Use of digital imaging modalities is veterinary medicine is increasing and soft copy or electronic review of images is becoming more important. Workstation utility, image display, and subsequently radiologist performance are affected by hardware, software, and connectivity concerns. This article focuses on image display hardware and software leaving connectivity for the digital imaging and communication in medicine (DICOM) and picture archival and communications systems (PACS) segments of this supplemental issue.1,2
Radiologist performance can be judged by two important factors, diagnostic accuracy and productivity. The role of the radiologist is much more active in the soft copy review environment than it has been in analog radiograph review. The use of digital imaging tools at the level of the workstation enables the radiologist to enhance their own performance either through improved accuracy or increased productivity.
Historically, soft copy review was hampered by lower display quality when compared with light boxes and film. More sophisticated computer monitors and tremendous advances in image review software make this an almost obsolete concern. Although limited veterinary specific information about image display exists, information from human medical imaging can be applied to our field. The American College of Radiology (ACR) has recommendations for soft copy review and teleradiology.3 Currently, regulations for display hardware and software reflect a desire to maintain a standard of practice that is “as good as” analog film review. Although meeting the ACR recommendations is a minimum, it is important to improve the standard of practice by implementing technological advances as they develop.
Recommendations for workstation monitors are based on experiences reported by medical doctors.4–15 Monitor quality is evaluated using three parameters: resolution, luminance, and contrast ratio. Monitor recommendations vary based on the importance of the viewing workstation and the modalities displayed. Primary review stations, where radiographs are first reviewed and a diagnosis is made, are different than secondary or tertiary review stations, located in exam rooms or surgery suites. Primary review stations should have the best possible monitor quality and be housed in a room with controlled ambient lighting.

○ ○ ○

What is being asked:
From the article on veterinary image display, extract the passage from "Historically, soft copy" to "as they develop.", word for word.

○ ○ ○

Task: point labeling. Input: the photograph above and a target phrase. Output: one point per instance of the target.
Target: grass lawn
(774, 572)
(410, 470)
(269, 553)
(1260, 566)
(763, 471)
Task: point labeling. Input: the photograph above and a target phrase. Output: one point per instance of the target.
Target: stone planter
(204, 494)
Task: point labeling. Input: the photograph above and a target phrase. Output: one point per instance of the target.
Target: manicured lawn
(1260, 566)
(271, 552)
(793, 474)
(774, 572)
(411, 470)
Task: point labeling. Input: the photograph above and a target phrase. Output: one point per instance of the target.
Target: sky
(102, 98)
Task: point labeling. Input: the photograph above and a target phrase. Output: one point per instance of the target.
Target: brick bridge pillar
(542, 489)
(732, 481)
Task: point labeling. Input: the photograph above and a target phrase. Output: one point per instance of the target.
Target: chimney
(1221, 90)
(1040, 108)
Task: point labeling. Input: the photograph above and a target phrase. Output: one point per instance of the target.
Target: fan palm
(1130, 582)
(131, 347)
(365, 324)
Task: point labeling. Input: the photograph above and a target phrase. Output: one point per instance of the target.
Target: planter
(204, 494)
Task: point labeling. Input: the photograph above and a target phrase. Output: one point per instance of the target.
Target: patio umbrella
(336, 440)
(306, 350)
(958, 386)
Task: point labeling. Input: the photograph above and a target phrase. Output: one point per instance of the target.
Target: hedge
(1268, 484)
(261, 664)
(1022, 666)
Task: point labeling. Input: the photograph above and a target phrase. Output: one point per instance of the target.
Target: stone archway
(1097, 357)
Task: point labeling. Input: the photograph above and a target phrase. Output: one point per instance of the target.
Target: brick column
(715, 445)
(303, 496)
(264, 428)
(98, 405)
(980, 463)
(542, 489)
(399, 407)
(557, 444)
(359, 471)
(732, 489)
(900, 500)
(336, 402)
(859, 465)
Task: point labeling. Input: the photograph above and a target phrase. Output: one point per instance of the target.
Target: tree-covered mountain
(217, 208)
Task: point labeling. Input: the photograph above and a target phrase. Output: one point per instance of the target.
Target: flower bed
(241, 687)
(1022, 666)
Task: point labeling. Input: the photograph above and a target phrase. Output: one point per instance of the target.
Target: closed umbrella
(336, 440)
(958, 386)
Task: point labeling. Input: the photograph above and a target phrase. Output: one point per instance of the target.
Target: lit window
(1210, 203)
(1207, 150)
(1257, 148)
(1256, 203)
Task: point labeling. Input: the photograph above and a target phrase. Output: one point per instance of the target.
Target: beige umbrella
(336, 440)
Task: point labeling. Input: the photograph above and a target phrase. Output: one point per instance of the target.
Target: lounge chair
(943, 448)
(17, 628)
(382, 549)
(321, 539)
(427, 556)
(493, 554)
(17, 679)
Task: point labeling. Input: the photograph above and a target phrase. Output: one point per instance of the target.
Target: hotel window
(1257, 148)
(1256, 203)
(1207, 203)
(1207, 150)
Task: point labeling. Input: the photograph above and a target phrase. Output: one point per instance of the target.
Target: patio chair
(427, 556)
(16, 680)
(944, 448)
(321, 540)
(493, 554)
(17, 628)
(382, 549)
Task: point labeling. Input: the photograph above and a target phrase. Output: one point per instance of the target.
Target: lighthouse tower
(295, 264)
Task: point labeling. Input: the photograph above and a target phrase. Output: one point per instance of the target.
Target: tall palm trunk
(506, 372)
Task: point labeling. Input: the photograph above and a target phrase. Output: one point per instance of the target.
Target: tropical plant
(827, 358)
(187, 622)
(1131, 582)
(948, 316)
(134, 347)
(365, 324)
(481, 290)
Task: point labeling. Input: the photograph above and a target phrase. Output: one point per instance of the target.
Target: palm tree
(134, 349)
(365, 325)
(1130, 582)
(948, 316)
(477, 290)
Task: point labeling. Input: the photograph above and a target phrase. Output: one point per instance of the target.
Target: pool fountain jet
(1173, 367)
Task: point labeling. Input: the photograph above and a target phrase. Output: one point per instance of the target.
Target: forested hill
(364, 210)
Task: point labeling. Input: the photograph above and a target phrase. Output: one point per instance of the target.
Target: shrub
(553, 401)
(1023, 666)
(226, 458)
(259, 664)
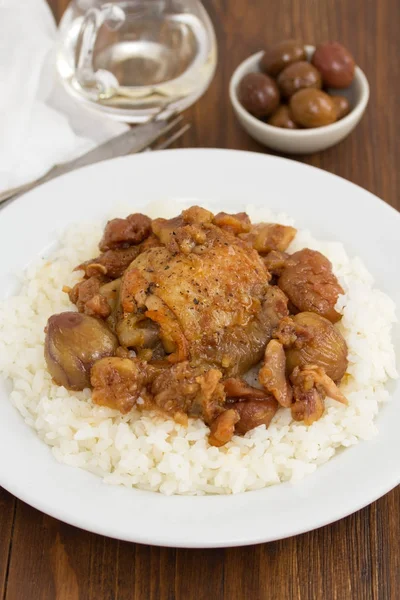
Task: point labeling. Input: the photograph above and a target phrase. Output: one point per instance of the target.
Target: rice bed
(145, 451)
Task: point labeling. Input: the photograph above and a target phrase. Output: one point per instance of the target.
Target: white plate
(333, 209)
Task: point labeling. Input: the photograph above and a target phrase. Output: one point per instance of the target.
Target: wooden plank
(7, 513)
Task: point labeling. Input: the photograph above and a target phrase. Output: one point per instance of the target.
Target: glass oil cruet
(129, 58)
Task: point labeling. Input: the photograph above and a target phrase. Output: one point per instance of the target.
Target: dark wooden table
(356, 558)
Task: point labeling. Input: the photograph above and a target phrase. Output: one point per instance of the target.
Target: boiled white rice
(149, 452)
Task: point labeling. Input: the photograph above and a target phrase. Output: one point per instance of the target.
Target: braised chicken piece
(317, 342)
(239, 390)
(275, 261)
(87, 297)
(121, 233)
(272, 375)
(309, 283)
(310, 387)
(266, 237)
(292, 334)
(118, 382)
(111, 263)
(184, 390)
(213, 305)
(185, 306)
(223, 428)
(237, 223)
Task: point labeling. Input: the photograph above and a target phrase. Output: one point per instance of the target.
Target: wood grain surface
(356, 558)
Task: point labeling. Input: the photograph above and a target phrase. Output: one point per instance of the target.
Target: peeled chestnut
(258, 94)
(312, 108)
(335, 63)
(282, 118)
(326, 348)
(297, 76)
(276, 58)
(342, 106)
(73, 343)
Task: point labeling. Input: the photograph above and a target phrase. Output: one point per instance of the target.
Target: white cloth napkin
(40, 125)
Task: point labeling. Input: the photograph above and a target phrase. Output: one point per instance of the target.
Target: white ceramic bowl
(300, 141)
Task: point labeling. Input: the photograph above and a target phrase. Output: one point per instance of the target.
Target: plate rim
(14, 489)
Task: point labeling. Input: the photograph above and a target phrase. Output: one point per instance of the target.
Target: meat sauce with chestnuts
(293, 93)
(172, 314)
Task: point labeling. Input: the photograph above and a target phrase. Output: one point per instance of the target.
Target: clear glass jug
(129, 58)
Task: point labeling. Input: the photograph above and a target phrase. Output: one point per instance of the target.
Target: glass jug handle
(97, 84)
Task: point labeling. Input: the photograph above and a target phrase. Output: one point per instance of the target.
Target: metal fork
(133, 141)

○ ○ ○

Written response:
Historically, soft copy review was hampered by lower display quality when compared with light boxes and film. More sophisticated computer monitors and tremendous advances in image review software make this an almost obsolete concern. Although limited veterinary specific information about image display exists, information from human medical imaging can be applied to our field. The American College of Radiology (ACR) has recommendations for soft copy review and teleradiology.3 Currently, regulations for display hardware and software reflect a desire to maintain a standard of practice that is “as good as” analog film review. Although meeting the ACR recommendations is a minimum, it is important to improve the standard of practice by implementing technological advances as they develop.